Required work » Gather each line below that contains the string "stand" and copy every one of them in full.
----- Excerpted data -----
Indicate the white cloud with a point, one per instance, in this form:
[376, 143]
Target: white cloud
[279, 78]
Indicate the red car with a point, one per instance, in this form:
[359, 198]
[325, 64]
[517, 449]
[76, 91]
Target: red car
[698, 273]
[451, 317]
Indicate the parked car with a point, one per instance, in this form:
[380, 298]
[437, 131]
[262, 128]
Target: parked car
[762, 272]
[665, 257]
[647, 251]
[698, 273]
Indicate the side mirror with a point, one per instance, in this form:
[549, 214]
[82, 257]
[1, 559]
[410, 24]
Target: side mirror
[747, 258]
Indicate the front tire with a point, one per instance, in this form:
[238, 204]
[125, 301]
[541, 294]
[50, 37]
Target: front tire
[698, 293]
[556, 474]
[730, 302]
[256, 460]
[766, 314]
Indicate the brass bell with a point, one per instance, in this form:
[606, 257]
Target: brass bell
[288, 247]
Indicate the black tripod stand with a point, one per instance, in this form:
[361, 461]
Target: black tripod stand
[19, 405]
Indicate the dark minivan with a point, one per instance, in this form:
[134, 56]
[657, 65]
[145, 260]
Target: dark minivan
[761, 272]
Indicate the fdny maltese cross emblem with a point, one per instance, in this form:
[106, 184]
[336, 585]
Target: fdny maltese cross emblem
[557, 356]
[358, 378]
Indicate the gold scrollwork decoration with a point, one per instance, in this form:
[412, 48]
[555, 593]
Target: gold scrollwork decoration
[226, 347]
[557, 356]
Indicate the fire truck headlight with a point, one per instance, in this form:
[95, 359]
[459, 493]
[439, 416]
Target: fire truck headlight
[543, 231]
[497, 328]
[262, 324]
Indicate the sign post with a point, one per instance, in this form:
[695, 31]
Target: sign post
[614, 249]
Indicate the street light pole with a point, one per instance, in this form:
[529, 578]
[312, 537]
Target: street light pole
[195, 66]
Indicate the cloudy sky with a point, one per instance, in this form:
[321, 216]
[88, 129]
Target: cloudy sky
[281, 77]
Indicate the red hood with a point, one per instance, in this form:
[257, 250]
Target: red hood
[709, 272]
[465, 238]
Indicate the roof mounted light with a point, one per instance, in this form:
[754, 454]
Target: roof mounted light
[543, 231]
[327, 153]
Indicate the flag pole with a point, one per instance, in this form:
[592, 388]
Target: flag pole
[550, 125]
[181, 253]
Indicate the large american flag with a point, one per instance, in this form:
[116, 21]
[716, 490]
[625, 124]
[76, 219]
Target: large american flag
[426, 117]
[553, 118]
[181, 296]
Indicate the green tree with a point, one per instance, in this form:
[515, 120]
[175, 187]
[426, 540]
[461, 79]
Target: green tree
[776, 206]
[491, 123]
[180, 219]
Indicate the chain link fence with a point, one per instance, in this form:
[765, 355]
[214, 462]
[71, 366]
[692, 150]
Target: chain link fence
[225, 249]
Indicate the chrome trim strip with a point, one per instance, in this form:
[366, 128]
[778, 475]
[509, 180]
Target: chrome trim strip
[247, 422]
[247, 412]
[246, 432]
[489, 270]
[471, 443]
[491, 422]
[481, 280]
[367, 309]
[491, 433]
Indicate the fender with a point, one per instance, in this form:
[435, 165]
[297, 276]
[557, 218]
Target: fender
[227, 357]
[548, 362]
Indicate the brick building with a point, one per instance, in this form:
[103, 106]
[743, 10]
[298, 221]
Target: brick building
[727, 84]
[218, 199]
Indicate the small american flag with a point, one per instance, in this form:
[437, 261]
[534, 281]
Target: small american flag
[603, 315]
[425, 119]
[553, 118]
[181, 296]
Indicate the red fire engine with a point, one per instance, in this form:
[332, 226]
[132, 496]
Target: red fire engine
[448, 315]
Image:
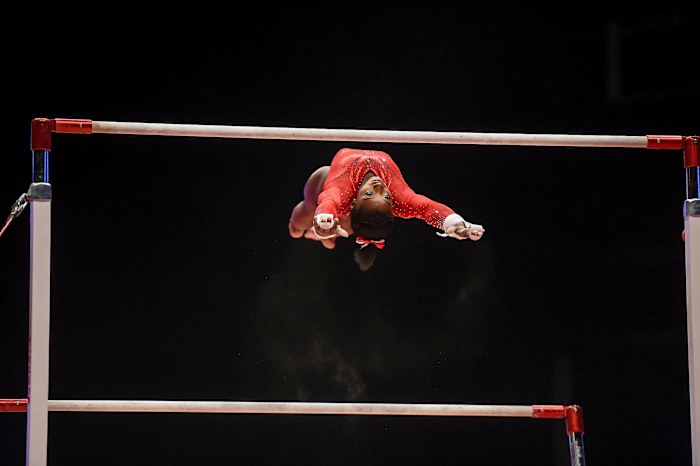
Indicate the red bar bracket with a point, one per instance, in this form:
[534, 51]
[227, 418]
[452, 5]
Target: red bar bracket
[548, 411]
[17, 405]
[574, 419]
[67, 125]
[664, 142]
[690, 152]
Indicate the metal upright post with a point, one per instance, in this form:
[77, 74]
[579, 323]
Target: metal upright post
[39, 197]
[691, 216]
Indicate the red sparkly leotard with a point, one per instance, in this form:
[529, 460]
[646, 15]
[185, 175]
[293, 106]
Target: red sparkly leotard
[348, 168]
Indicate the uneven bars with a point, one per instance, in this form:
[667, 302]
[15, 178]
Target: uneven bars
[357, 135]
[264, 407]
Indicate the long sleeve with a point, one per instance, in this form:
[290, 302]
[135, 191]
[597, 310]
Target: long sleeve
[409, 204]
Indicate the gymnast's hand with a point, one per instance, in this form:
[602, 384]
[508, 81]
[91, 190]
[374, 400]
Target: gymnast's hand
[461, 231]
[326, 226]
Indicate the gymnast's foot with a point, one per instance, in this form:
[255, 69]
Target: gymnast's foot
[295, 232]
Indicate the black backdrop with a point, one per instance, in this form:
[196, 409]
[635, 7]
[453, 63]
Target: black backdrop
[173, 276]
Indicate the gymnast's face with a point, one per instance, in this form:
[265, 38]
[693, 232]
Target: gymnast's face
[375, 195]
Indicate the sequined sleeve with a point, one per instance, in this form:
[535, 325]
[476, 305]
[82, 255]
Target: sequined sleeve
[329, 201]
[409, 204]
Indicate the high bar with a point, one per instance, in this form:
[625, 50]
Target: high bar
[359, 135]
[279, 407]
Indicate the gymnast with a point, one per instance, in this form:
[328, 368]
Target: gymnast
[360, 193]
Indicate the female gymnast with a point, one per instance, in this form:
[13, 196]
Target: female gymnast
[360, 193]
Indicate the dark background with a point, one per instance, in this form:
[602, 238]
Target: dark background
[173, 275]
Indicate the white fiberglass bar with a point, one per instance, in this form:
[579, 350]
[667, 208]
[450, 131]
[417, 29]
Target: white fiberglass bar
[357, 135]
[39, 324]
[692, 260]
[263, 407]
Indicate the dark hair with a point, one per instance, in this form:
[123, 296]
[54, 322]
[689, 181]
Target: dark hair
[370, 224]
-----
----- Excerpted data -----
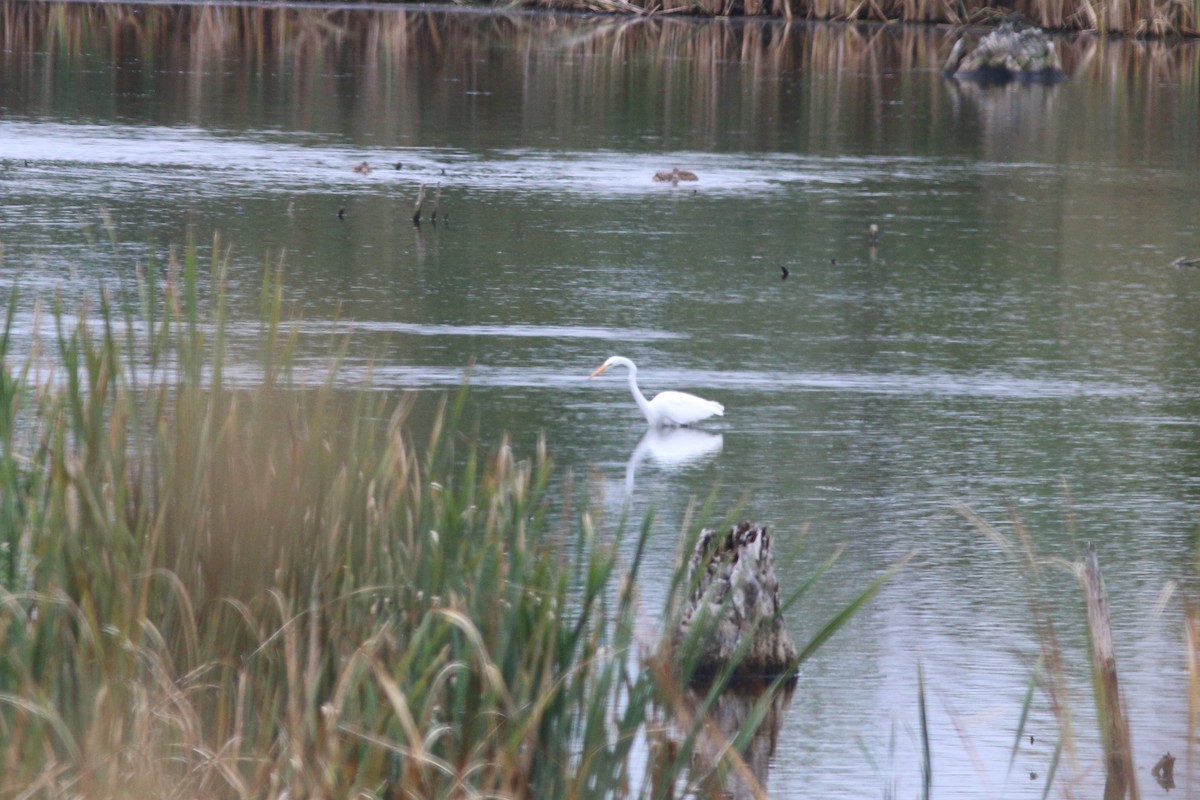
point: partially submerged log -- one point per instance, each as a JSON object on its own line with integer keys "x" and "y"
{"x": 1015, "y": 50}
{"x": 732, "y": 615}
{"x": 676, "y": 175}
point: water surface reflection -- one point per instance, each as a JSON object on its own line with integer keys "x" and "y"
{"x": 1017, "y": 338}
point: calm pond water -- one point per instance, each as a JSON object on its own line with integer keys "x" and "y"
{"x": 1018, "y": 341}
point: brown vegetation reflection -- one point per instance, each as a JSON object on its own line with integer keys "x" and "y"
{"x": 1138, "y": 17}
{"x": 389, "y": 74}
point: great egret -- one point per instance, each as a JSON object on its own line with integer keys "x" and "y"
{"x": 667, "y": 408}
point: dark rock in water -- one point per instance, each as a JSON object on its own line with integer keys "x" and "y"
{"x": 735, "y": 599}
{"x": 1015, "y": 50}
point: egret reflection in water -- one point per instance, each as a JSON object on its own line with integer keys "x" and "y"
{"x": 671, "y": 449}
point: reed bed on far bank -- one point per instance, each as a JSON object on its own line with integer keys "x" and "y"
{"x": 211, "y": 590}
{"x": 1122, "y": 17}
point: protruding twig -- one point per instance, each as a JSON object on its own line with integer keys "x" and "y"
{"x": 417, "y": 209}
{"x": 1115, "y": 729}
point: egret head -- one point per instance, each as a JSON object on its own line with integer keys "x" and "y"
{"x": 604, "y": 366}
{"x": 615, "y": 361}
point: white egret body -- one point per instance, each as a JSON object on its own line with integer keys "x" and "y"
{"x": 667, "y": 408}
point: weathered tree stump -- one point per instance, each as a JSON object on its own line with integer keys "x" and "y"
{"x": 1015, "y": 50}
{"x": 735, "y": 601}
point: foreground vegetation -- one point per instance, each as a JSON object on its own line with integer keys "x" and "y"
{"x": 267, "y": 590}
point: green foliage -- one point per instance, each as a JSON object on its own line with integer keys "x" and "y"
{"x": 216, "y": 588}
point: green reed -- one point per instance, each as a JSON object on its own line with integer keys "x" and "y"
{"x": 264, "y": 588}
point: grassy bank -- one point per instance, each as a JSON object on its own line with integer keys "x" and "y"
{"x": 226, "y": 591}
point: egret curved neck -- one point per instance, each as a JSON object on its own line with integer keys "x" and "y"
-----
----- Excerpted data -----
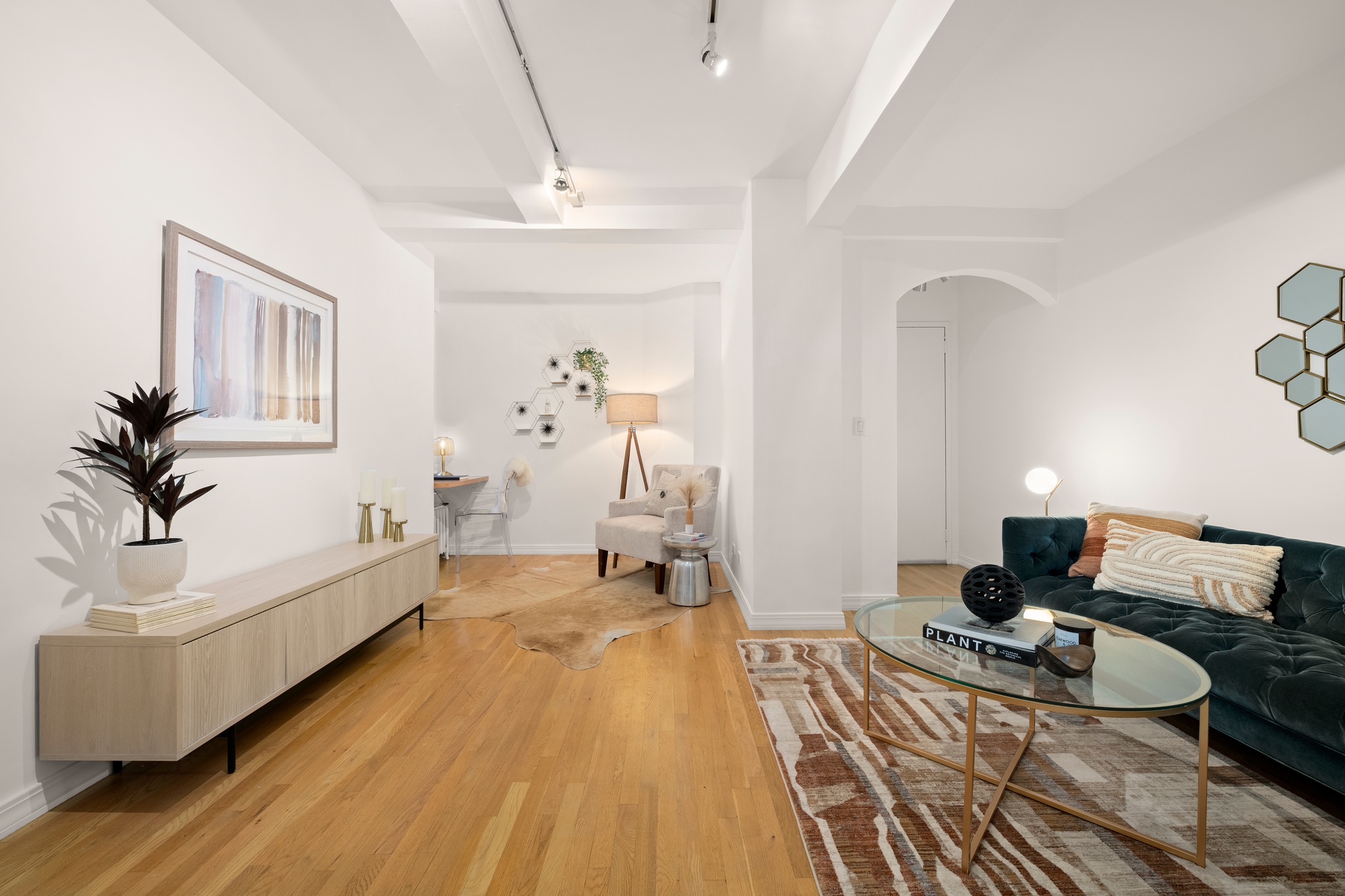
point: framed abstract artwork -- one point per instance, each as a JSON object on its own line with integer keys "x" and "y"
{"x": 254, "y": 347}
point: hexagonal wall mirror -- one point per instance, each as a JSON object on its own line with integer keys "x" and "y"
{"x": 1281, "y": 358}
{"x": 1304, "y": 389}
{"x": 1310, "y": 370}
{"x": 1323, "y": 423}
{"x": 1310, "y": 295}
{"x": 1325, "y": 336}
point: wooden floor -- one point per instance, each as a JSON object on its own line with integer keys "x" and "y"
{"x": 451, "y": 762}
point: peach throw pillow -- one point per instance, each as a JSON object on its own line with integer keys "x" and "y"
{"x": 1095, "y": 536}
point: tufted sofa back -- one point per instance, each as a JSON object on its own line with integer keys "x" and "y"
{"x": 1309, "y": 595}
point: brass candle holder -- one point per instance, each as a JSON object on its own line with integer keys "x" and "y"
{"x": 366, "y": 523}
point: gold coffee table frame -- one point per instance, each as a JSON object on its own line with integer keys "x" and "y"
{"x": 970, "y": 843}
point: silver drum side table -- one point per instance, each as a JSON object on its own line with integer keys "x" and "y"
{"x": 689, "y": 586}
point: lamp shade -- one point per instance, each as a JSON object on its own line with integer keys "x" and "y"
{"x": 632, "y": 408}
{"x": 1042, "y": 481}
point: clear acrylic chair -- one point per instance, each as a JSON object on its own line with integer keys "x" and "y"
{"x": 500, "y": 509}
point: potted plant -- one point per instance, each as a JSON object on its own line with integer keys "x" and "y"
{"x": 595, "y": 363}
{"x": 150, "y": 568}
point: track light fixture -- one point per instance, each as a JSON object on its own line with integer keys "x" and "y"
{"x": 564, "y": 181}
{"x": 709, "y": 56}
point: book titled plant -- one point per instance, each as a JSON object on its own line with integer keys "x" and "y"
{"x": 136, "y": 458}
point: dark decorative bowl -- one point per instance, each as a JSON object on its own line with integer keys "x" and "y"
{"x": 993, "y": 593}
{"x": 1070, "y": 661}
-----
Full answer »
Indicate the black tripod stand with a point, one per instance, in this form:
Target: black tripod stand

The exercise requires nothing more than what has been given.